PROBLEM TO WORK ON -
Return each record exactly as it appears, so that nothing is dropped or altered.

··· PROVIDED DATA

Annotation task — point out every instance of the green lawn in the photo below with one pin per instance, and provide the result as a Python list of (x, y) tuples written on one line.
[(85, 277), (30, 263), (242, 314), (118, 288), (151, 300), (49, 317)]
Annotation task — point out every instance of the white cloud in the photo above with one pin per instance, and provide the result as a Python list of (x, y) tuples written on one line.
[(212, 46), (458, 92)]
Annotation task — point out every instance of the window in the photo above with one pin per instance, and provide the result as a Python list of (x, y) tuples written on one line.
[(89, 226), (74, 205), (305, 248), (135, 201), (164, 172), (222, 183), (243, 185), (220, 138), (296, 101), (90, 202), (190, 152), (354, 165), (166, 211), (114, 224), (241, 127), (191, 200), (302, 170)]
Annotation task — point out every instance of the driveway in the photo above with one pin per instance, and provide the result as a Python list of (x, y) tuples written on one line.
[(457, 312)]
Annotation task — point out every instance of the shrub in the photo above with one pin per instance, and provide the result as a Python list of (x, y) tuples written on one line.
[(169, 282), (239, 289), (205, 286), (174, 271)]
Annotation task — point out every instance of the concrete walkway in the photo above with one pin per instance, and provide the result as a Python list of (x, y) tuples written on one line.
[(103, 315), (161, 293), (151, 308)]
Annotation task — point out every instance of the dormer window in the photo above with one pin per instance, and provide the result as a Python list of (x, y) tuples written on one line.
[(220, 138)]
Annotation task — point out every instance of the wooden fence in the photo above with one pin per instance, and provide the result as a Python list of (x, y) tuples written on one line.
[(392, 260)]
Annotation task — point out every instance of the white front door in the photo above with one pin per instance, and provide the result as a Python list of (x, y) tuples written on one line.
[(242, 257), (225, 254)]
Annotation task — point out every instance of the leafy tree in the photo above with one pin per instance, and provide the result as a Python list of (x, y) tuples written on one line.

······

OUTPUT FOR THIS EXERCISE -
Annotation task — point out every instance of the green lawn in the photo below with one pin per instance, and provide the result as a Python list of (x, y) tuples written on one line.
[(85, 277), (30, 263), (242, 314), (118, 288), (151, 300), (49, 317)]
Annotation task — point out every instance of the white cloud in the photo above with one pin per instance, and provide the result as a Python list of (x, y) tuples written on one line.
[(212, 46), (458, 92)]
Annotation task — point out every instance of the window in the photo above with one pin per instance, and provide the result as a Python list of (x, y) tuples written on one line.
[(89, 226), (74, 205), (305, 248), (135, 201), (164, 172), (222, 183), (243, 185), (220, 138), (296, 101), (90, 202), (190, 152), (354, 165), (166, 211), (114, 224), (241, 127), (191, 200), (302, 170)]
Annotation task — point out every instance of the driveway in the photo above with one pin per instance, and provide the result as a Python list of (x, y) tuples written on one line.
[(457, 312)]
Annotation task — point out every instance of the shrub in the photo above with one pin per instance, and provide the result as a Python list of (x, y) tuples written on one line.
[(169, 282), (239, 289), (205, 286), (174, 271)]
Annotation task — point out every instance of the concrete walkway in the photo above with one pin per instance, and provide the result as a Python list of (x, y) tuples written on one line.
[(103, 315), (161, 293), (151, 308)]
Annotation task — point out every instance of the dormer window in the photo above with one pin per instance, and provide the result as a Python list of (x, y) tuples written on one line.
[(220, 138)]
Annotation task — point out every instance of the wooden fence in the photo above with one pin per instance, and provide the result as a Python list of (x, y) tuples written on one line.
[(392, 260)]
Annotation task — point out every instance of the white front door in the photo above with one pin per instance, and provide the result as a Python list of (x, y) tuples written on one line.
[(242, 257), (225, 254)]
Annotation task — point out every instance of the leafy tree in the photo above with one pin per instance, and provide the result as a Python list of (x, y) tuples written on one line.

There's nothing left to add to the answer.